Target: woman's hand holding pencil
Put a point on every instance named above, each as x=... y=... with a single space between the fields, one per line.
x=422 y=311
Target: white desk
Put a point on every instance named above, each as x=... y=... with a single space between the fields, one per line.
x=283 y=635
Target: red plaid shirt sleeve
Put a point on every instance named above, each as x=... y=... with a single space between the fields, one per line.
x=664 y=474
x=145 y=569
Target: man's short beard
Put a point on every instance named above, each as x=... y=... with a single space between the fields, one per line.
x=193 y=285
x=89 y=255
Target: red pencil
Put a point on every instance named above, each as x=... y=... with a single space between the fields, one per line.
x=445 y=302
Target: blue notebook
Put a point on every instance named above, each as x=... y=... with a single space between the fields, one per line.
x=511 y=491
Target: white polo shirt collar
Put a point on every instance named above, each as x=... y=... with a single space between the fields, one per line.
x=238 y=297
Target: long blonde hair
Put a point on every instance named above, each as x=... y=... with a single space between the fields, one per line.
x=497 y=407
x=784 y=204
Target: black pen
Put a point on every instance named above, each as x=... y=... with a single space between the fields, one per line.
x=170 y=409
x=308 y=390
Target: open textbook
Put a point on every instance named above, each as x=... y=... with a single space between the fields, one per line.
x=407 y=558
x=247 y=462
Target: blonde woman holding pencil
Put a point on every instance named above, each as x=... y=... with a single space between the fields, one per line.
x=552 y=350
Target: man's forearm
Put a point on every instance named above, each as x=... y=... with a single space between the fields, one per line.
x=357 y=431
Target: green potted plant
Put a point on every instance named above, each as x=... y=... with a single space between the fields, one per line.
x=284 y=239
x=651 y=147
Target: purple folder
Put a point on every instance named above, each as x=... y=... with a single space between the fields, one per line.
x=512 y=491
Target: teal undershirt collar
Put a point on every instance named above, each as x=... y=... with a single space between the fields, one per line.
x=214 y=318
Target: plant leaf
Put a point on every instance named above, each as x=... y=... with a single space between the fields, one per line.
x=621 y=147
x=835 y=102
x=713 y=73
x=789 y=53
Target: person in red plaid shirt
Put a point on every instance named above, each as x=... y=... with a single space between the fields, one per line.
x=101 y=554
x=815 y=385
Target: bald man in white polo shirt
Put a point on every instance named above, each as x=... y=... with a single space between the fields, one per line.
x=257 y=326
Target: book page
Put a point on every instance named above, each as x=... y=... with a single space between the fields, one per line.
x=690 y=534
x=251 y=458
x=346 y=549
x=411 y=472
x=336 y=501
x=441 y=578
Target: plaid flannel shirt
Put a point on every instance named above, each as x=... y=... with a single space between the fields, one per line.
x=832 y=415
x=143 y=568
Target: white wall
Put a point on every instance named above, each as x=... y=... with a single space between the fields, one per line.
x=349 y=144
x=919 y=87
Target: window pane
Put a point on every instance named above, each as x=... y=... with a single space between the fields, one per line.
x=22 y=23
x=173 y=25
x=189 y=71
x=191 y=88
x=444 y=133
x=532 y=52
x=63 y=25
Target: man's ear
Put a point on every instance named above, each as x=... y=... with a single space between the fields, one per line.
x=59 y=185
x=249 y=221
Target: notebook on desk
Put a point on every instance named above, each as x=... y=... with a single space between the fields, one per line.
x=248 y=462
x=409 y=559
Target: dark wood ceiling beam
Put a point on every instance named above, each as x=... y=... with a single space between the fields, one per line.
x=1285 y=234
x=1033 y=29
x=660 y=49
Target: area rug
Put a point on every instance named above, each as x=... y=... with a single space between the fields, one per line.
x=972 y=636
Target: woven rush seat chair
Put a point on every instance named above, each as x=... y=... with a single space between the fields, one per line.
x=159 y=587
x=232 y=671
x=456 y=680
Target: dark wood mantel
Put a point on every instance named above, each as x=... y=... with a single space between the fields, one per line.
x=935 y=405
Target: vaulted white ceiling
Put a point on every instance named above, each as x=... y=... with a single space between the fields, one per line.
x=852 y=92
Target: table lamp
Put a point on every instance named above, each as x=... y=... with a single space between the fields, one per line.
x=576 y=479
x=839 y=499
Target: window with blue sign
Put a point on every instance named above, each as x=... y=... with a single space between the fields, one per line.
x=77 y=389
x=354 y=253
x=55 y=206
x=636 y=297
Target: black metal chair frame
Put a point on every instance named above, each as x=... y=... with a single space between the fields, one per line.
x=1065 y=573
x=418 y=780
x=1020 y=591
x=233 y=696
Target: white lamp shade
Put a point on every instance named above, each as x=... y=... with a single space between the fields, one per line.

────────────────────

**Given task**
Please copy down all of the material above word for word, keeping every line in its original order.

**Solution for this task**
Target: woman's hand holding pencil
Put a point on every instance named above, each as x=... y=... with a single space between the fields, one per line.
x=422 y=311
Target: white desk
Put a point on every instance named above, each as x=... y=... with a single space between the fields, one per line.
x=283 y=635
Target: red plaid shirt sleeve
Put a point on every instance named above, each as x=... y=... with a single space between the fields, one per line.
x=664 y=474
x=145 y=569
Target: man's short beard
Put a point on every instance named above, each as x=... y=... with a single space between the fields, one per line.
x=193 y=285
x=89 y=255
Target: red pencil
Put a point on every instance named above, each as x=... y=... with a single space between the fields, one per line.
x=445 y=302
Target: blue notebook
Put a point on every instance named above, each as x=... y=... with a single space between the fields, one per line.
x=511 y=491
Target: white polo shirt collar
Put a point on every instance named above, each as x=... y=... with a single space between the fields, one per line.
x=238 y=297
Target: long blonde hair
Put a point on every instance named above, each as x=... y=... with a single space between the fields, one per line.
x=497 y=407
x=784 y=204
Target: black pen
Put a point on every instance named above, each as x=... y=... with a single space between the fields, one per line.
x=170 y=409
x=308 y=390
Target: open textbook
Put a point on every instance named above, each as x=... y=... with a single space between the fields, one per line.
x=407 y=558
x=247 y=462
Target: blonde woman holding pencil
Put a point on every instance named above, each as x=... y=... with a single space between the fields, one per line.
x=552 y=350
Target: man's forearm
Put a point on every instance named above, each as x=... y=... with a single space between the fields, one per line.
x=357 y=431
Target: green potted plant
Put a point on every instance named above, each as x=... y=... with a single space between the fields, one per line.
x=284 y=239
x=651 y=147
Target: purple folder
Put a point on every instance named above, each as x=... y=... with a single space between the fields, one per line.
x=512 y=491
Target: teal undershirt collar
Put a point on every instance named above, each as x=... y=... with a single space between the fields, one per line.
x=214 y=318
Target: plant leaf
Put a point on every instance named above, each as x=... y=... with a single space between the fields, one per line.
x=621 y=147
x=835 y=102
x=713 y=73
x=789 y=53
Target: person in red plaid shirt
Put a point on every instance named above, each as x=... y=... with a single space between the fields, one per line.
x=101 y=554
x=815 y=385
Target: bald man in white polo shirt
Put a point on every instance named above, each as x=... y=... with a single space between the fields, one per line.
x=257 y=326
Target: book page
Put a point on every instance named above, each as x=... y=... with a single space between the fields, one per line.
x=690 y=534
x=251 y=458
x=346 y=549
x=411 y=472
x=336 y=501
x=441 y=578
Target: plaid flannel shirt
Put a point on every instance named above, each as x=... y=... with a single space between the fields, one per line.
x=832 y=415
x=143 y=568
Target: white wall
Put a point on every instance named above, each as x=... y=... with a single space between the fields, one per line.
x=349 y=144
x=919 y=87
Target: window pane
Put a point on every instance named above, each as x=... y=... with a single space between the fields, one per line.
x=22 y=23
x=173 y=25
x=189 y=71
x=191 y=88
x=444 y=133
x=532 y=52
x=63 y=25
Target: man's ear
Put a point on every instance named above, each as x=... y=... with a single space between the fields, one per line.
x=59 y=185
x=249 y=221
Target: notebook on desk
Put a point on every instance named above, each as x=... y=... with a single space between the fields, one per line.
x=248 y=462
x=409 y=559
Target: dark wood ceiling beam
Put a point on every instance named above, each as x=... y=... with a single space between the fields, one per line.
x=1285 y=234
x=1033 y=29
x=660 y=49
Target: area rug
Put a point on every instance named above, each as x=... y=... with a single space between the fields, one per line.
x=972 y=636
Target: woven rush seat chair
Put a point on every instance named above, each as x=... y=... with a single space between the fields, one per line.
x=159 y=587
x=232 y=671
x=456 y=680
Target: dark wood mantel
Put a point on every instance named above, each as x=... y=... with a single space between the fields, one per line.
x=935 y=405
Target: vaulted white ceiling
Put a point on every instance named above, each as x=... y=... with a single space between the fields, one per line.
x=852 y=92
Target: table lamp
Put a point on every instance named above, each as x=... y=... with a single space between the fields, one per line.
x=576 y=479
x=839 y=499
Target: window with blue sign
Put a point on every instance named above, each as x=... y=... with a single space between the fields, one per line.
x=77 y=389
x=354 y=253
x=55 y=206
x=636 y=297
Target: black metal chair frame
Put a point on every instance named above, each as x=... y=... with a single space between the fields, one per line.
x=1065 y=573
x=418 y=780
x=1020 y=591
x=233 y=696
Target: white lamp shade
Put a point on every instance named above, each as x=... y=... with a single space between the fields, one per line.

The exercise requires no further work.